* _Task set_
[a] List every heavenly body named in the verse quoted in the passage on Hartley Coleridge.
[b] Extend the passage on Hartley Coleridge beyond its last line.

# Article start

Hartley Coleridge is, by a sort of necessity, a poet, and the lovers of his father's melodious imaginings had a right to indulge great hopes of him. His father's prayers and teachings marked him for the high converse of poesy; and the beautiful allusions to him, when yet an infant, have kept a place in the hearts of the admirers of the sire open for the son.

We feel

towards Hartley Coleridge as if we could say that we knew him when a child. What happier introduction could he have had than by the little incident narrated with such true parental as well as poetic feeling in Coleridge's exquisite poem "The Nightingale?"

"Farewell, O warbler! till to-morrow eve.

And you, my friends! farewell, a short farewell!
We have been loitering long and pleasantly,
And now for our dear homes. That strain again!
Full fain it would delay me! My dear babe,
Who, capable of no articulate sound,
Mars all things with his imitative lisp,
How he would place his hand beside his ear,
His little hand, the small forefinger up,
And bid us listen! And I deem it wise

To make him nature's playmate. He knows well

The evening star; and once, when he awoke
In most distressful mood (some inward pain

Had made up that strange thing, an infant's dream)
I hurried with him to our orchard-plot,

And he beheld the moon, and, hushed at once,
Suspends his sobs, and laughs most silently,
While his fair eyes, that swam with undropped tears,
Did glitter in the yellow moonbeam! Well!—
It is a father's tale. But if that Heaven
Should give me life, his childhood shall grow up
Familiar with these songs, that with the night
He may associate joy!-Once more, farewell,
Sweet nightingale! Once more, my friends, farewell!"
And again, in the lines entitled "Frost at Midnight”–
"Dear babe, that sleepest cradled by my side,
Whose gentle breathings, heard in this deep calm,
Fill up the interspersed vacancies

And momentary pauses of the thought!
My babe so beautiful! it thrills my heart
With tender gladness thus to look at thee,
And think that thou shalt learn far other lore,
And in far other scenes! For I was reared
In the great city, pent 'mid cloisters dim,
And saw nought lovely but the sky and stars.

# Article end
# Data entries start

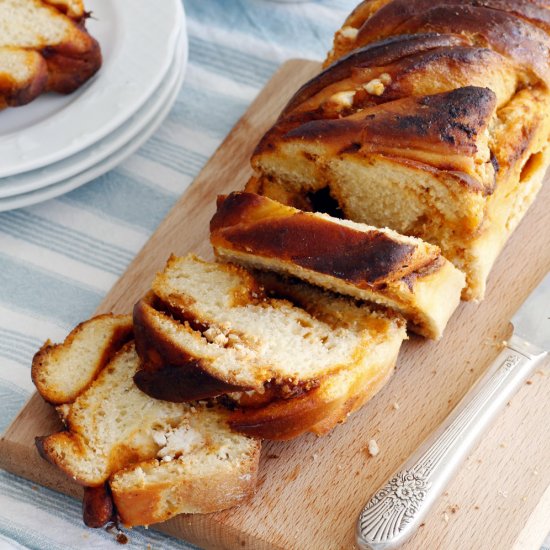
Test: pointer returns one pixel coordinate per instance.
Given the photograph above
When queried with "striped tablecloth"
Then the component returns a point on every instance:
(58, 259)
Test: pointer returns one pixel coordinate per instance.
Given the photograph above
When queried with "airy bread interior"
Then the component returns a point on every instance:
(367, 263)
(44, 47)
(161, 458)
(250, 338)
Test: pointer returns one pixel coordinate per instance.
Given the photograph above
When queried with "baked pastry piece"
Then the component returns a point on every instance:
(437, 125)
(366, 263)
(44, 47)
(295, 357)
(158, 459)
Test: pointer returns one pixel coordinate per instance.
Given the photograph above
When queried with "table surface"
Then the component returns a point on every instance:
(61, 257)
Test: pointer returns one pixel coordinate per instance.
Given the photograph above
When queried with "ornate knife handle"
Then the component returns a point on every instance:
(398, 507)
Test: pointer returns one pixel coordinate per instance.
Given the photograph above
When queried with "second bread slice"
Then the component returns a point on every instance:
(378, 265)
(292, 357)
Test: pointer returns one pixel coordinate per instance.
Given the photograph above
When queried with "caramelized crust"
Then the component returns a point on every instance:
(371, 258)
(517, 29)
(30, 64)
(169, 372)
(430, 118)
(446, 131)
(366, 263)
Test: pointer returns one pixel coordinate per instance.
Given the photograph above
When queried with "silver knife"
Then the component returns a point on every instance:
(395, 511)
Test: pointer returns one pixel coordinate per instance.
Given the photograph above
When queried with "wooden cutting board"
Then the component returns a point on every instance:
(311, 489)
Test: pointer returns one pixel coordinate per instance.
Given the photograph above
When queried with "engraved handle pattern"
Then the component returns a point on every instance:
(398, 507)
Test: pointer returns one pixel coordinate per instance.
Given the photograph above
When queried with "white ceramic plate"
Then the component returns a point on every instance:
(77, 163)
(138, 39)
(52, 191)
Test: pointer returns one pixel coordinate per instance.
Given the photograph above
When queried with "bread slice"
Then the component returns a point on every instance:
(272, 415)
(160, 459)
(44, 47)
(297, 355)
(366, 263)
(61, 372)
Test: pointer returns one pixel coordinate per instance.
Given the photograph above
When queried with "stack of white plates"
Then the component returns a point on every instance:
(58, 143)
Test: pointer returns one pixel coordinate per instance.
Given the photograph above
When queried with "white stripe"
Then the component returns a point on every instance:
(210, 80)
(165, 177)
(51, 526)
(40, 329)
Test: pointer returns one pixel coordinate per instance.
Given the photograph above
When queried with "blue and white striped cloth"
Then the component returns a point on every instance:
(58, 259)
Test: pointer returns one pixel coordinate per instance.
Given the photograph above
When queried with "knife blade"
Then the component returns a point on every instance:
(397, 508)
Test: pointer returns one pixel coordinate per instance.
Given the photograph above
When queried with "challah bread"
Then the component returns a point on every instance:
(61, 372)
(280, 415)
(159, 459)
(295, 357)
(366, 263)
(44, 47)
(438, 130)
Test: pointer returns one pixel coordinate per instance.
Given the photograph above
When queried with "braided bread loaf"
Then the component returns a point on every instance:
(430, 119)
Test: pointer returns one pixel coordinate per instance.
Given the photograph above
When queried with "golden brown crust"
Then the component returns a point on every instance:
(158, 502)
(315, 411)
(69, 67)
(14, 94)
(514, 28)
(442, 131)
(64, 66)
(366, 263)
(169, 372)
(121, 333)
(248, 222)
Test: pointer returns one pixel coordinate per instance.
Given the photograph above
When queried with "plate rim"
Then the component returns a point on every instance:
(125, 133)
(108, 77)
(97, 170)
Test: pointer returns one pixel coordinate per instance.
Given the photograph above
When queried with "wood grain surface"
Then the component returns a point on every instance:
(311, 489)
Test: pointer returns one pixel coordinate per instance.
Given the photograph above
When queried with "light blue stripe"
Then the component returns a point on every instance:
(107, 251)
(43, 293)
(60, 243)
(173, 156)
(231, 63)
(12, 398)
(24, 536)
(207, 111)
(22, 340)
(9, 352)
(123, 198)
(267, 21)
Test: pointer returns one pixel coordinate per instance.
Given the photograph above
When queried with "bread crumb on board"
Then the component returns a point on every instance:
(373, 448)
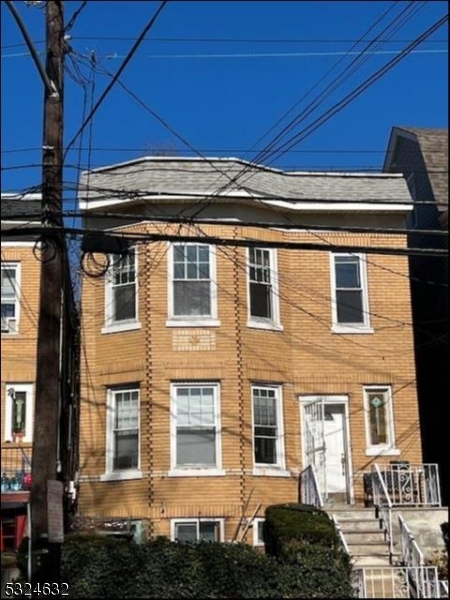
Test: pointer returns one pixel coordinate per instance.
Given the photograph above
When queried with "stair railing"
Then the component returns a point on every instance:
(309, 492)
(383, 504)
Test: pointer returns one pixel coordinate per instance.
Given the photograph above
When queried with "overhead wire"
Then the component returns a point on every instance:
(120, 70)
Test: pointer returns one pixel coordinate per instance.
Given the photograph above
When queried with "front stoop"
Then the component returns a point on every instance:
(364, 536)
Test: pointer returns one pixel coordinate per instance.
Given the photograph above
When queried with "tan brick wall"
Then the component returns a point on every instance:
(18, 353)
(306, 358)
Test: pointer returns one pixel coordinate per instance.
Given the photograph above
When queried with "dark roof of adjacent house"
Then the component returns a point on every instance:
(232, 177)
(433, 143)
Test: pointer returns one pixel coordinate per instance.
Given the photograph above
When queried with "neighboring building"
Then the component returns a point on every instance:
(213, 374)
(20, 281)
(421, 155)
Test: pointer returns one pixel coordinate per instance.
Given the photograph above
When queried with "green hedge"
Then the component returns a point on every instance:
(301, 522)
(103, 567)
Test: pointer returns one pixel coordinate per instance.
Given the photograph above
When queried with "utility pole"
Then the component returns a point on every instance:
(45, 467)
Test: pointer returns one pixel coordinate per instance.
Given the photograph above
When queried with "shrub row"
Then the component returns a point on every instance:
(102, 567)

# Data entries end

* _Responses by task_
[a]
the evening star
the moon
the stars

[b]
But thou, my babe! shalt wander like a breeze
By lakes and sandy shores, beneath the crags
Of ancient mountain, and beneath the clouds,
Which image, in their bulk, both lakes and shores
nd mountain crags: so shalt thou see and hear
The lovely shades and sounds intelligible
Of that eternal language, which thy God
Utters, who from eternity doth teach
Himself in all, and all things in himself.
Great universal Teacher! he shall mould
Thy spirit, and by giving make it ask.

Therefore, all seasons shall be sweet to thee;
Whether the summer clothe the general earth
With greenness, or the redbreast sit and sing
Betwixt the tufts of snow on the bare branch
Of mossy apple-tree, while the nigh thatch
Smokes in the sun-thaw; whether the eave-drops fall
Heard only in the trances of the blast,

Or if the secret ministry of frost
Shall hang them up in silent icicles,
Quietly shining to the quiet moon."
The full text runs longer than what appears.